Saved data entries:

-------

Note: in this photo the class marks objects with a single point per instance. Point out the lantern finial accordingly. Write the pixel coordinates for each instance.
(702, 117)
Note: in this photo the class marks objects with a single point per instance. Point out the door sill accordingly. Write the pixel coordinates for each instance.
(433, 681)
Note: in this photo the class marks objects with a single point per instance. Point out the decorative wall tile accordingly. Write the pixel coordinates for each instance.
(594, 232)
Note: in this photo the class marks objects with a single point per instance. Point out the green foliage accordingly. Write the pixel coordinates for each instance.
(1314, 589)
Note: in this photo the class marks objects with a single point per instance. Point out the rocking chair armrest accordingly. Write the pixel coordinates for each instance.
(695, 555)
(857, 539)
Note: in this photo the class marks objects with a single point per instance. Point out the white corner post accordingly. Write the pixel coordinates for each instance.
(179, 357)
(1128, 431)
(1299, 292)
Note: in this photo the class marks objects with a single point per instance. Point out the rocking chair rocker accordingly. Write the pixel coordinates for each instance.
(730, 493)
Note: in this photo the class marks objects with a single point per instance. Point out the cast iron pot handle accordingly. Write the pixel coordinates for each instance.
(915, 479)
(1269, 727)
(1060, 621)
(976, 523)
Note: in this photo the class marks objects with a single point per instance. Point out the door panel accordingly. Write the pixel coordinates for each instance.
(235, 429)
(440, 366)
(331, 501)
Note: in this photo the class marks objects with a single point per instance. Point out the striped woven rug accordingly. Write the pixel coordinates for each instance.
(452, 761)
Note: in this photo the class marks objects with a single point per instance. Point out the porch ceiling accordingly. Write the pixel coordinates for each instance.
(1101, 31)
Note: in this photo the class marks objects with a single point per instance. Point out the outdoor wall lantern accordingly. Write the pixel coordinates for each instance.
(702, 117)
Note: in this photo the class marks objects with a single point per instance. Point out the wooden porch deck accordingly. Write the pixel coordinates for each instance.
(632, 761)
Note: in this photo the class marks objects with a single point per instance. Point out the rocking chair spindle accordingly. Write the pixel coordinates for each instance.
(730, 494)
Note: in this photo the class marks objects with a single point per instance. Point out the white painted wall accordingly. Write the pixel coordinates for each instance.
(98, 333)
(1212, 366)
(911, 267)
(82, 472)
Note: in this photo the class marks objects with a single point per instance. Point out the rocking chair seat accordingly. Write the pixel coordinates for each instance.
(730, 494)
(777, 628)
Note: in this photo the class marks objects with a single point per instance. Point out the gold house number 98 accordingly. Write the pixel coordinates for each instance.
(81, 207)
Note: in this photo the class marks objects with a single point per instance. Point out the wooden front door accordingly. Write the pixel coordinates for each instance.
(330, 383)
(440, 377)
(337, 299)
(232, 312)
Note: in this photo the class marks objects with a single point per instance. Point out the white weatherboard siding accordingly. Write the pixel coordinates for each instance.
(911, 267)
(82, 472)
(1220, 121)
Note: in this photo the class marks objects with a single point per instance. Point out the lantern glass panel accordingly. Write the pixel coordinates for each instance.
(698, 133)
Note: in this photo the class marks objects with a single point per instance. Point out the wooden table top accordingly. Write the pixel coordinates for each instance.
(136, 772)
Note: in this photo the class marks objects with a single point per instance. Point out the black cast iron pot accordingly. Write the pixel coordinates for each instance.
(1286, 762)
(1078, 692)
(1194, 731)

-------

• **What you have to do**
Restate the records above in full, keeping each line exactly as it stands.

• **Result below**
Note: in this photo the class marks objects with a single point per instance. Point out the lantern finial accordingly. Write the pixel coordinates for each instance.
(702, 117)
Note: in this photo the class marks objects with a single point per instance. Point out the door sill accordingly. Write the pixel coordinates for each instance.
(433, 681)
Note: in this photo the class marks objects with a single point per instance. Point out the decorative wall tile accordingly. Write the pixel coordinates for each instance.
(594, 232)
Note: in this photo the class marks objects with a single point per instance. Point out the green foliage accordingly. Write the pixel coordinates for each instance.
(1314, 589)
Note: in this photo the class marks objects with a single point per instance. Point out the rocking chair armrest accordingly. Write the pixel coordinates for each instance.
(695, 555)
(857, 539)
Note: in this photo the class marks objects with a single point per instance. Point out the white corner post accordingly. Write the pixel coordinates for each instance.
(179, 357)
(1128, 431)
(1299, 292)
Note: in this photo the class marks objects with a single point per instance. Point out the rocking chair rocker accordingly. Write the pixel coordinates for each instance.
(730, 493)
Note: in this photo the class marks objects with a single point per instance. Point out the cast iron pot handle accordingly. Write the pixel coordinates for each instance.
(915, 479)
(1269, 727)
(1060, 621)
(976, 523)
Note: in this photo the class marks objects with a single point per instance. Point out the door panel accordingly. Write the pixel coordinates for each instance.
(235, 429)
(440, 366)
(331, 501)
Note: in this photo the class marks objects with a single point per instance. Point out the striped woven rug accordingly. Write the pixel coordinates for each instance.
(452, 761)
Note: in this photo the class marks objects with a single point per instance. Point out the porch ceiling accordingly. Write the pixel coordinates for each instance.
(1101, 31)
Note: in this photo the class marks objects with a single point per instance. Point out the outdoor wall lantern accordingly. Write the pixel coordinates for each instance.
(702, 117)
Note: in this photo the class marks objects with a single point per instance. Point out the wooden porch deck accordingly. Write the pixel coordinates for each instance.
(632, 761)
Note: in this photo the class marks objects with a single point per instance. Point out the rocking chair spindle accordingly. Write the pixel coordinates for each instance.
(730, 494)
Note: in this photo the class marks objects with a single point per instance. Point out the white painted wall accordingly. Write the pixel coordinates for each instance.
(98, 333)
(1212, 366)
(911, 267)
(82, 472)
Note: in this photo the class marks objects with a single point per instance. Point out the rocking chair seat accordingly. Write the pixel coordinates for each instance.
(730, 494)
(777, 628)
Note: in this photo the class marks objects with a single point per instance. Point out the gold house number 98 accordingly. Write the pixel coordinates for each instance.
(81, 207)
Note: in this photo the class marks objects with a single point per instance. Point out the wooden front door accordingly. Write the pixel coordinates for each instance.
(330, 383)
(440, 377)
(337, 299)
(232, 312)
Note: in this photo the class marks objects with a single point per instance. Point out the white weatherboard siding accordingly. Write the pixel coordinates for each instance.
(911, 267)
(82, 472)
(1220, 121)
Note: in this photo the class marks objects with a single point per instance. Point out the lantern glass panel accordingly. Write the pixel coordinates for each instance.
(698, 133)
Note: in this photo the class marks objects with a single point per instance. Point out the wooden table top accordingly. Write the pixel coordinates for each instance.
(136, 772)
Note: in this photo the class marks objects with a single point per instance. Point out the black cast iron pot accordingly. Write the pixel coordinates for each instance.
(1286, 762)
(1078, 692)
(1194, 731)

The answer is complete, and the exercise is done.